[[ Dataset excerpts open ]]

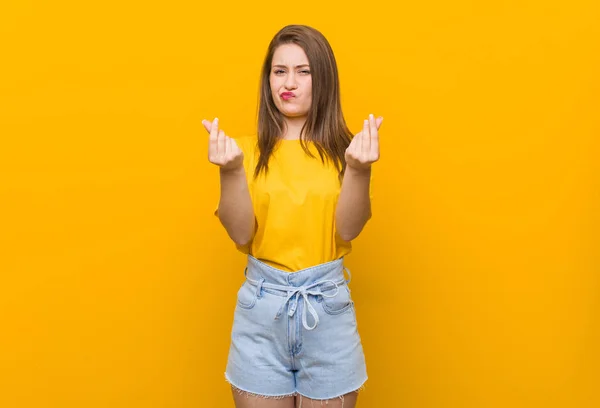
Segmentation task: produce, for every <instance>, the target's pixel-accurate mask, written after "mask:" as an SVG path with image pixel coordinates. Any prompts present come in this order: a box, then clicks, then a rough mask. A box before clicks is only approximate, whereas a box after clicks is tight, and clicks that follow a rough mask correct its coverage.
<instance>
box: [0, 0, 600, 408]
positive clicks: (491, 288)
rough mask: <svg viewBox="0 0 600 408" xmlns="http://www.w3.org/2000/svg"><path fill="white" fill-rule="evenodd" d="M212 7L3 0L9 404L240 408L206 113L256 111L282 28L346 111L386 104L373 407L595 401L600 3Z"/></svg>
mask: <svg viewBox="0 0 600 408" xmlns="http://www.w3.org/2000/svg"><path fill="white" fill-rule="evenodd" d="M216 3H217V4H214V3H204V4H202V3H200V2H192V1H177V0H175V1H170V2H166V3H164V4H160V3H158V2H121V1H120V2H117V1H105V2H97V3H88V2H75V1H71V2H66V1H58V2H43V1H26V0H8V1H7V0H4V1H3V2H2V5H0V44H1V45H2V46H1V47H0V50H1V51H0V58H1V60H2V63H1V64H0V74H1V75H0V136H1V147H0V175H1V179H0V210H1V211H0V214H1V215H0V217H1V218H0V272H1V275H0V277H1V278H2V281H1V284H0V327H1V333H0V406H1V407H3V408H16V407H19V408H21V407H35V408H47V407H60V408H70V407H86V408H96V407H111V408H125V407H127V408H134V407H144V408H155V407H232V406H233V404H232V402H231V395H230V391H229V389H228V386H227V384H226V382H225V380H224V376H223V371H224V369H225V362H226V358H227V351H228V347H229V330H230V328H231V323H232V317H233V309H234V306H235V294H236V291H237V288H238V286H239V285H240V284H241V282H242V278H243V274H242V271H243V265H244V257H243V255H241V254H239V253H237V252H236V251H235V248H234V245H233V243H232V242H230V241H229V240H228V238H227V236H226V233H225V231H224V229H223V228H222V227H221V226H220V225H219V223H218V221H217V220H216V218H214V217H213V215H212V211H213V209H214V205H215V203H216V202H217V200H218V171H217V169H216V168H215V167H213V166H212V165H211V164H210V163H208V161H207V157H206V155H207V135H206V133H205V132H204V130H203V129H202V128H201V124H200V121H201V120H202V119H203V118H206V119H212V118H213V117H215V116H218V117H219V118H220V120H221V125H222V127H223V128H224V129H225V130H226V131H227V132H228V134H230V135H232V136H241V135H245V134H249V133H252V132H253V130H254V124H255V113H256V102H257V92H258V78H259V71H260V65H261V63H262V59H263V56H264V53H265V51H266V47H267V44H268V42H269V40H270V39H271V37H272V36H273V35H274V34H275V32H276V31H277V30H278V29H279V28H281V27H282V26H283V25H285V24H290V23H302V24H308V25H312V26H314V27H316V28H318V29H319V30H321V31H322V32H323V33H324V34H325V36H326V37H327V38H328V39H329V40H330V42H331V44H332V46H333V48H334V51H335V53H336V57H337V61H338V64H339V68H340V76H341V84H342V98H343V104H344V109H345V114H346V118H347V120H348V123H349V125H350V127H351V129H352V130H353V131H355V132H357V131H359V130H360V125H361V123H362V119H363V118H364V117H366V116H367V115H368V114H369V113H374V114H377V115H383V116H384V117H385V122H384V124H383V127H382V129H381V140H382V159H381V161H380V162H379V163H377V164H376V166H375V169H374V172H375V173H374V174H375V183H374V191H375V201H374V203H373V211H374V216H373V219H372V220H371V222H370V223H369V224H368V226H367V228H366V230H365V231H364V232H363V234H362V235H361V236H360V237H359V238H358V239H357V240H356V241H355V250H354V253H353V254H352V255H351V256H349V257H348V266H349V268H350V269H351V271H352V273H353V282H352V288H353V296H354V298H355V301H356V305H357V314H358V319H359V329H360V332H361V335H362V338H363V343H364V347H365V353H366V357H367V363H368V371H369V376H370V380H369V382H368V383H367V387H366V390H365V391H364V393H363V394H362V396H361V398H360V399H359V406H361V407H405V408H429V407H431V408H450V407H457V408H471V407H473V408H481V407H502V408H506V407H527V408H532V407H536V408H537V407H540V408H552V407H560V408H565V407H569V408H573V407H578V408H579V407H580V408H588V407H594V406H600V396H599V394H598V387H599V384H600V372H599V370H598V365H599V363H600V353H599V351H598V350H599V347H598V345H599V344H600V278H599V265H600V259H599V256H598V243H599V242H600V239H599V235H600V234H599V233H598V231H599V228H600V216H599V207H600V196H599V191H600V188H599V187H600V186H599V183H598V176H599V175H600V174H599V168H598V155H599V153H600V149H599V142H598V138H599V136H600V99H599V95H600V74H599V73H600V23H599V22H600V6H599V3H598V2H597V1H595V0H593V1H592V0H588V1H584V0H573V1H569V2H564V1H556V0H551V1H548V0H546V1H541V0H525V1H502V2H500V1H496V2H477V1H467V0H457V1H453V2H443V1H439V0H438V1H435V0H433V1H426V2H420V3H419V2H410V3H408V4H395V5H393V2H391V1H390V2H385V3H384V2H378V1H371V2H368V3H356V4H355V5H348V4H346V3H345V2H340V3H326V2H323V1H305V2H301V3H285V2H284V3H281V2H279V3H278V2H266V1H259V2H253V3H251V2H245V3H244V4H240V5H239V6H235V5H233V4H225V3H223V2H216Z"/></svg>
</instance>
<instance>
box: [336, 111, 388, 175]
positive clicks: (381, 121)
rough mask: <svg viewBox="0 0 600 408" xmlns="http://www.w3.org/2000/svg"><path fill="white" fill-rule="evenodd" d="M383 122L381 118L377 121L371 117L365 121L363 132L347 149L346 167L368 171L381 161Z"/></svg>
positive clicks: (380, 116)
mask: <svg viewBox="0 0 600 408" xmlns="http://www.w3.org/2000/svg"><path fill="white" fill-rule="evenodd" d="M381 122H383V118H382V117H381V116H380V117H378V118H377V119H375V118H374V117H373V115H372V114H371V115H369V119H365V121H364V123H363V130H362V131H361V132H359V133H358V134H356V135H355V136H354V138H352V141H351V142H350V146H348V148H347V149H346V155H345V156H346V165H347V166H348V167H351V168H352V169H354V170H368V169H369V168H370V167H371V164H373V163H375V162H376V161H377V160H379V133H378V130H379V127H380V126H381Z"/></svg>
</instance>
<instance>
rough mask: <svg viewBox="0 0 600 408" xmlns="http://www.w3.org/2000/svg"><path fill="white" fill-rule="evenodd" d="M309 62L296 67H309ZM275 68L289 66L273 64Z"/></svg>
mask: <svg viewBox="0 0 600 408" xmlns="http://www.w3.org/2000/svg"><path fill="white" fill-rule="evenodd" d="M308 66H309V65H308V64H300V65H296V66H295V67H294V68H302V67H308ZM273 68H287V67H286V66H285V65H279V64H278V65H273Z"/></svg>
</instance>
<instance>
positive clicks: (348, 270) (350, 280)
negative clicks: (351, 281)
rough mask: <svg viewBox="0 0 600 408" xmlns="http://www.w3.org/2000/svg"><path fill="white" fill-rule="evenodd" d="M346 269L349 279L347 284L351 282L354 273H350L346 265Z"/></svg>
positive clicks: (346, 271) (349, 271)
mask: <svg viewBox="0 0 600 408" xmlns="http://www.w3.org/2000/svg"><path fill="white" fill-rule="evenodd" d="M344 270H345V271H346V272H348V279H347V280H346V285H347V284H349V283H350V281H351V280H352V274H351V273H350V269H348V268H346V267H345V266H344ZM342 274H343V272H342Z"/></svg>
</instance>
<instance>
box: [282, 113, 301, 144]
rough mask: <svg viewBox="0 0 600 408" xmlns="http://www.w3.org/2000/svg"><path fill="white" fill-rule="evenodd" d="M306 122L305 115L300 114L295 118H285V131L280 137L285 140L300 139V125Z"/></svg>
mask: <svg viewBox="0 0 600 408" xmlns="http://www.w3.org/2000/svg"><path fill="white" fill-rule="evenodd" d="M305 122H306V116H301V117H297V118H289V117H286V118H285V125H286V126H285V133H284V134H283V136H282V139H285V140H297V139H300V131H301V130H302V126H304V123H305Z"/></svg>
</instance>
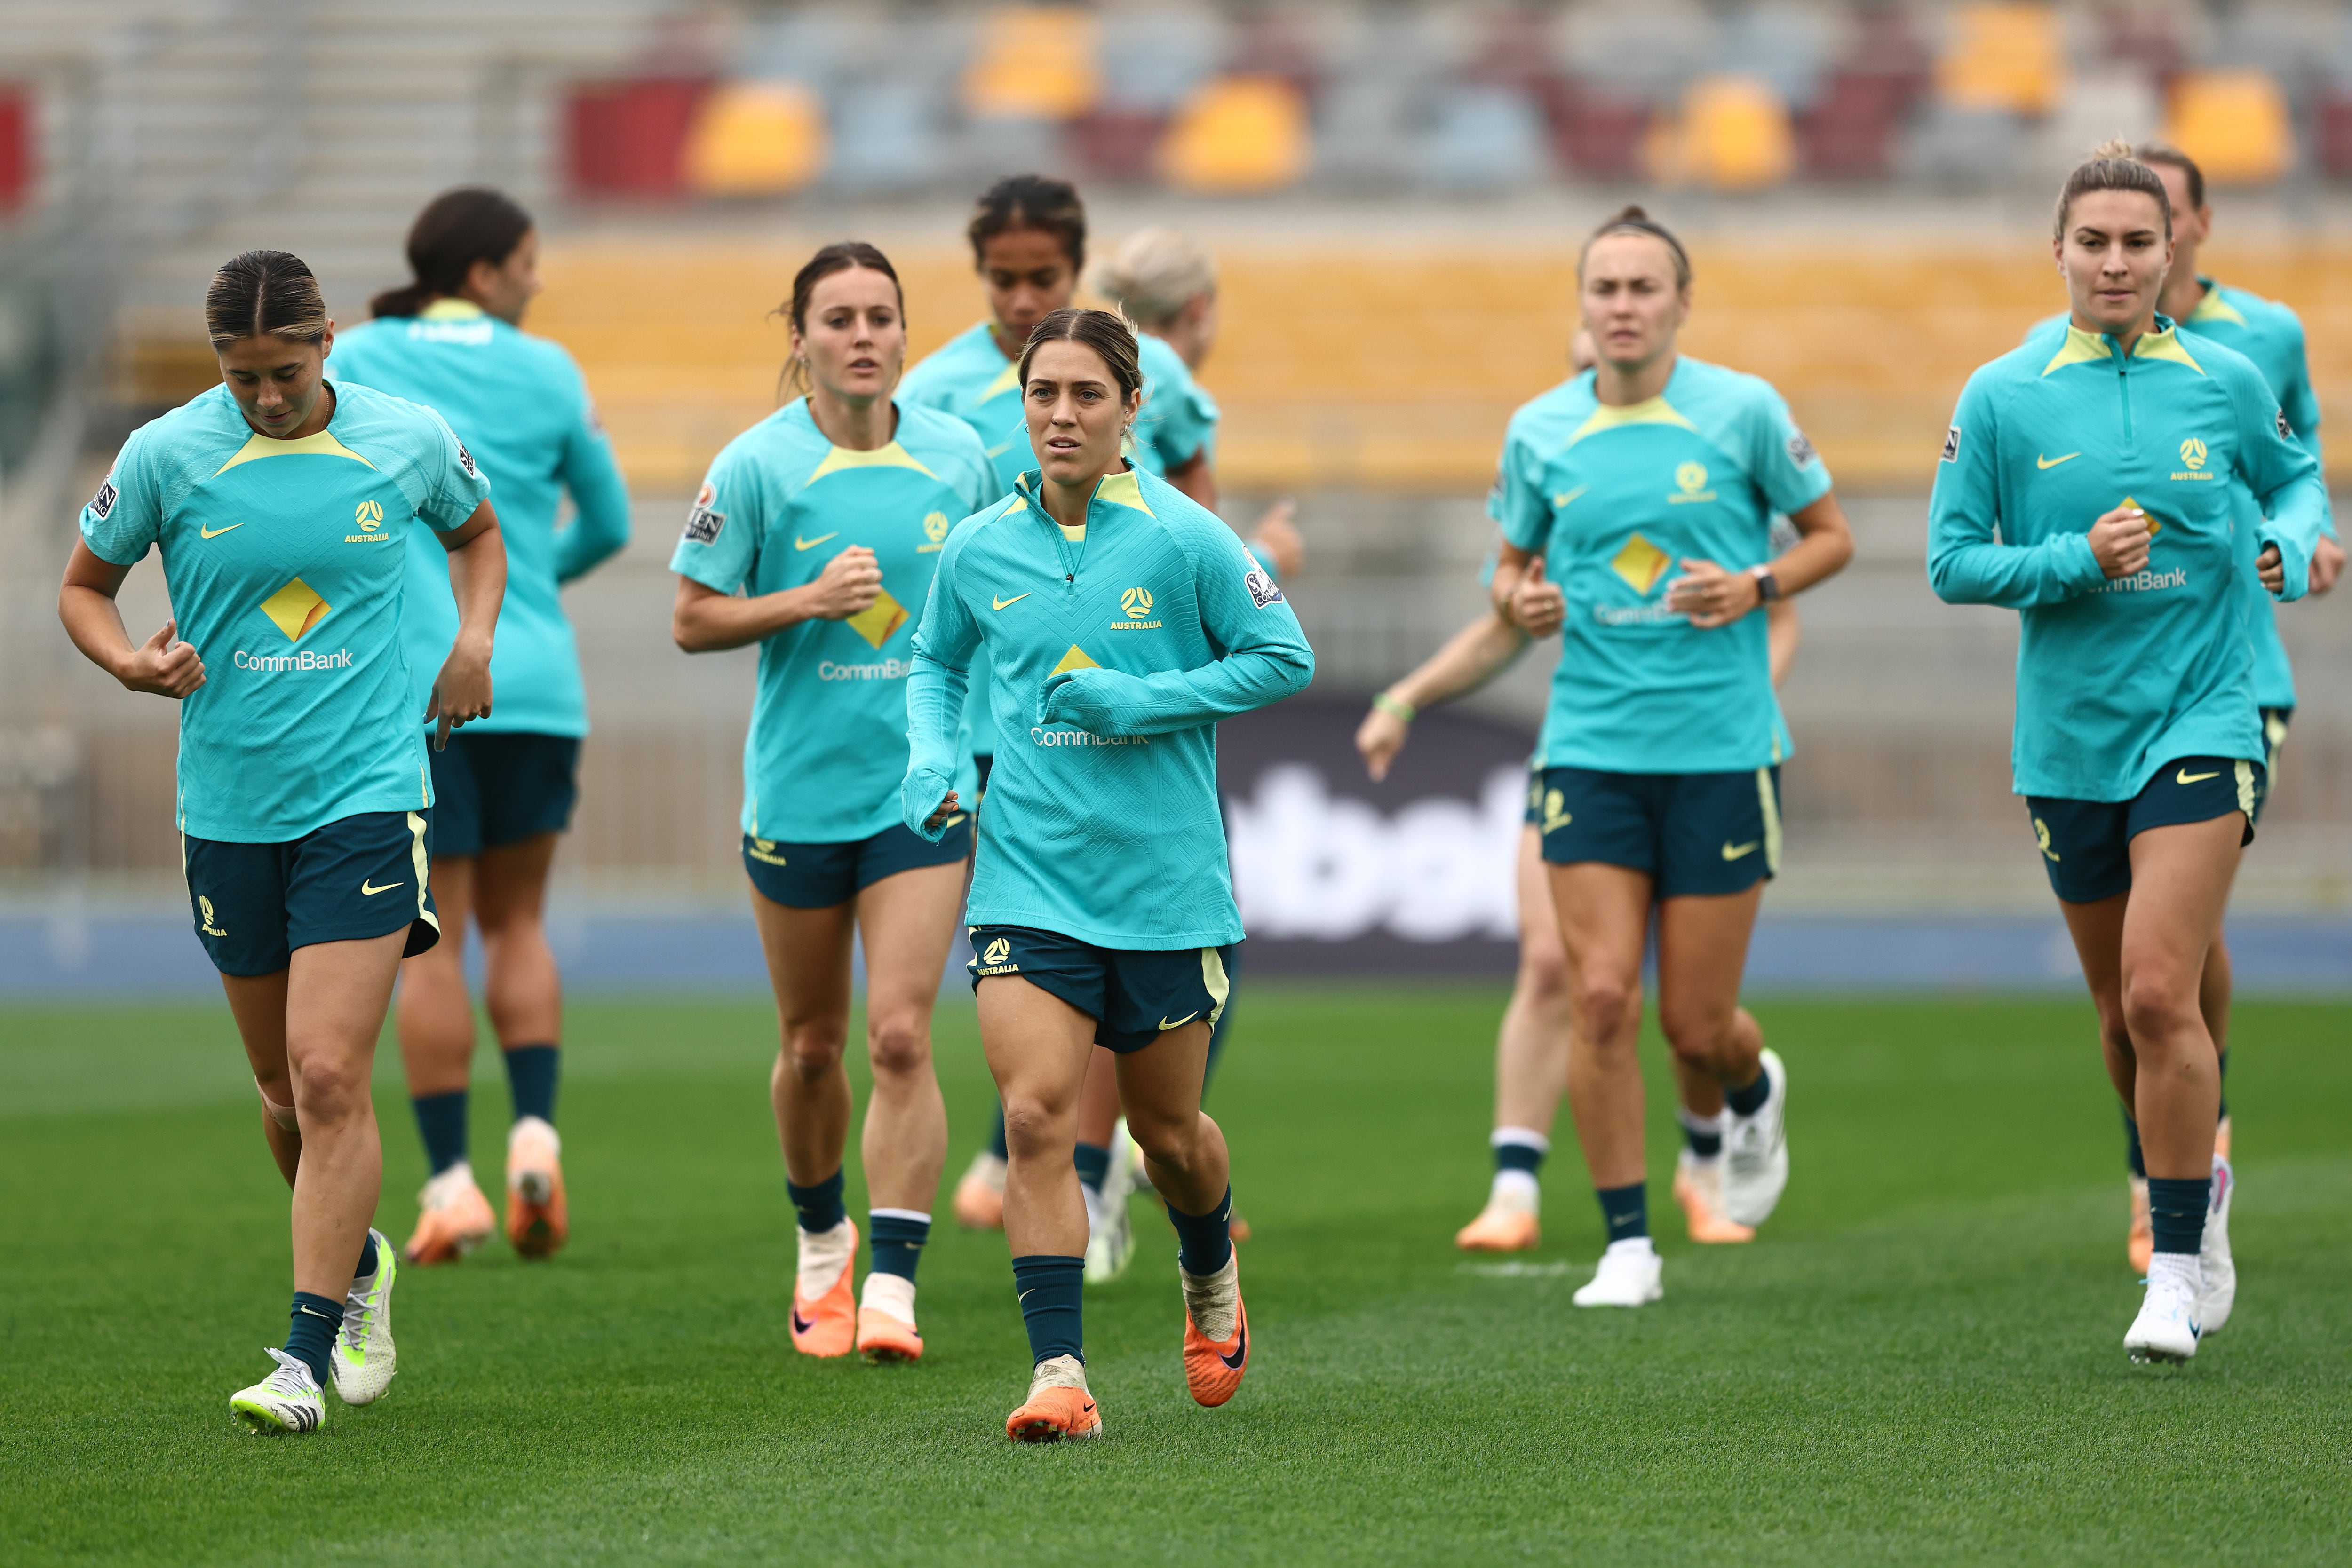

[[ Dataset excerpts closed ]]

▸ **What you are asked to do**:
An exact, complete copy of the lines above from the one with "negative clicks: (351, 281)" through the one with "269L349 279L347 284L351" is the whole answer.

▸ **Written response**:
negative clicks: (351, 281)
rough mask: <svg viewBox="0 0 600 408" xmlns="http://www.w3.org/2000/svg"><path fill="white" fill-rule="evenodd" d="M346 269L349 279L347 284L351 282L354 273H350L346 265Z"/></svg>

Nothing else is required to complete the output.